Only the lines from the one holding "[point] at the front tire" to the end of the data should be echoed, exactly as they appear, minus the pictures.
+ + + + +
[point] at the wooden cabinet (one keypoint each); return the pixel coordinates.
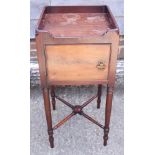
(74, 64)
(77, 45)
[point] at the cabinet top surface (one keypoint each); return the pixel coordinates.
(76, 21)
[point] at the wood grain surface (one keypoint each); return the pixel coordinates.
(77, 62)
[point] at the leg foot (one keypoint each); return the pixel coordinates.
(105, 138)
(53, 97)
(51, 138)
(107, 113)
(47, 106)
(99, 96)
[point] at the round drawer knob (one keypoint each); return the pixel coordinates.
(101, 65)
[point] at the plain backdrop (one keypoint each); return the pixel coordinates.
(139, 77)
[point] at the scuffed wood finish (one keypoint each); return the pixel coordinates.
(77, 63)
(69, 50)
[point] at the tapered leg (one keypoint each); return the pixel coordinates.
(108, 113)
(53, 97)
(48, 115)
(99, 93)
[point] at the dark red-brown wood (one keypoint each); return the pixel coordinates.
(99, 96)
(77, 25)
(53, 97)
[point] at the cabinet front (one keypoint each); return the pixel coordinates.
(83, 63)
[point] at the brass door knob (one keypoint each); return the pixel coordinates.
(101, 65)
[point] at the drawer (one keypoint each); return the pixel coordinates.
(77, 63)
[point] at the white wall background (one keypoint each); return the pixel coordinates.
(117, 7)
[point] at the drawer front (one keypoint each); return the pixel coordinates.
(77, 63)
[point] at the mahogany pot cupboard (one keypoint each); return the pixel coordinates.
(77, 45)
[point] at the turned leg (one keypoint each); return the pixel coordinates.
(108, 113)
(48, 115)
(53, 96)
(99, 93)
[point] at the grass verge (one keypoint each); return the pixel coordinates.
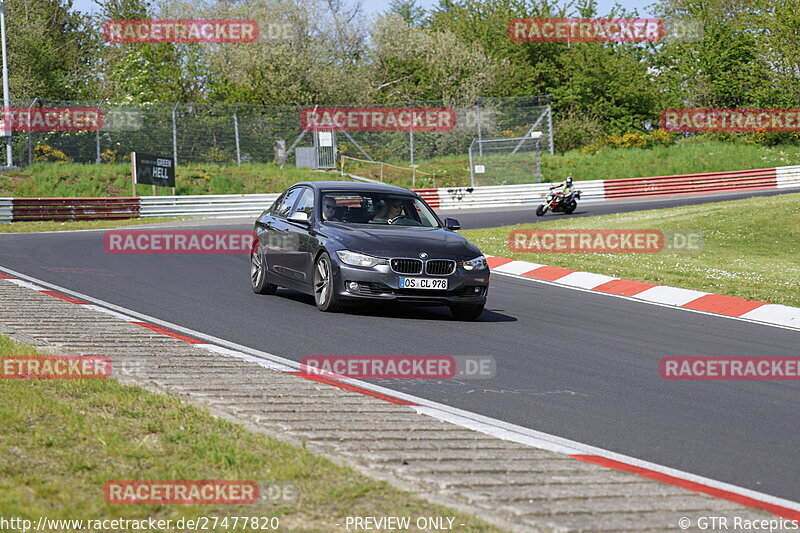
(64, 439)
(39, 227)
(750, 248)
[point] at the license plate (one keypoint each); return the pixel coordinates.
(423, 283)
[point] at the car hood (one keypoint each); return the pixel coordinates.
(403, 242)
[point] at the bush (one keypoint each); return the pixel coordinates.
(632, 140)
(109, 156)
(575, 132)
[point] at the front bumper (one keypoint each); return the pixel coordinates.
(382, 283)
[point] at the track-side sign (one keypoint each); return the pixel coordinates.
(153, 170)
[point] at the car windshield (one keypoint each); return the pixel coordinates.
(376, 208)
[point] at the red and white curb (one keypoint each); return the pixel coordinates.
(718, 304)
(465, 419)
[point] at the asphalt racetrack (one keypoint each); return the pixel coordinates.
(577, 364)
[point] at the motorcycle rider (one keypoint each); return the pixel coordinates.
(566, 187)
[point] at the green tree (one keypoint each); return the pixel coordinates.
(51, 50)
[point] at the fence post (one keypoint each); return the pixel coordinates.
(236, 134)
(30, 142)
(97, 140)
(175, 135)
(480, 136)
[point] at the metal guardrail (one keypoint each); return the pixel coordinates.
(251, 205)
(509, 195)
(787, 177)
(222, 205)
(691, 183)
(62, 209)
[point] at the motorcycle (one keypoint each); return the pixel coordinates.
(557, 202)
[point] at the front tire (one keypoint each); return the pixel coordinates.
(466, 311)
(258, 272)
(324, 286)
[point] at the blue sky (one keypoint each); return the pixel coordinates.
(379, 6)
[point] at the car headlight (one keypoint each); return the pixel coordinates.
(357, 259)
(479, 263)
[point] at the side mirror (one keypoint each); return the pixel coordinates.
(451, 224)
(300, 217)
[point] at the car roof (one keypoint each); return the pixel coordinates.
(348, 186)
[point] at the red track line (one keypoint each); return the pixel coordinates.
(353, 388)
(693, 486)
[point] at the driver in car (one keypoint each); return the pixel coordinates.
(391, 210)
(566, 187)
(329, 209)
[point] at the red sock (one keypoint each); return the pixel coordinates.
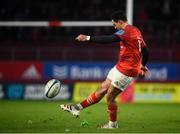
(92, 99)
(112, 109)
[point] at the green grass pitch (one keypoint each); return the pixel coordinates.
+ + + + +
● **Reply to the task**
[point] at the front tire (one keypoint each); return the pixel coordinates.
(466, 311)
(258, 272)
(324, 286)
[point] at the blue sky (one keypoint each); return the pixel coordinates.
(379, 6)
[point] at the car headlight (one keypoint each); return the pixel coordinates.
(357, 259)
(479, 263)
[point] at the side mirror (one keypoint each); return the pixel coordinates.
(451, 224)
(300, 217)
[point] at the car roof (one keypoint each); return the pixel coordinates.
(348, 186)
[point] at the red track line (one keypoint each); return the pixel coordinates.
(353, 388)
(693, 486)
[point] at the driver in car (one keypoint each); return the pixel coordinates.
(391, 210)
(566, 187)
(329, 209)
[point] at the red sock (one keypoint each); return the pixel coordinates.
(92, 99)
(112, 109)
[point] at the green grass pitch (one keypoint each); return the pixel coordinates.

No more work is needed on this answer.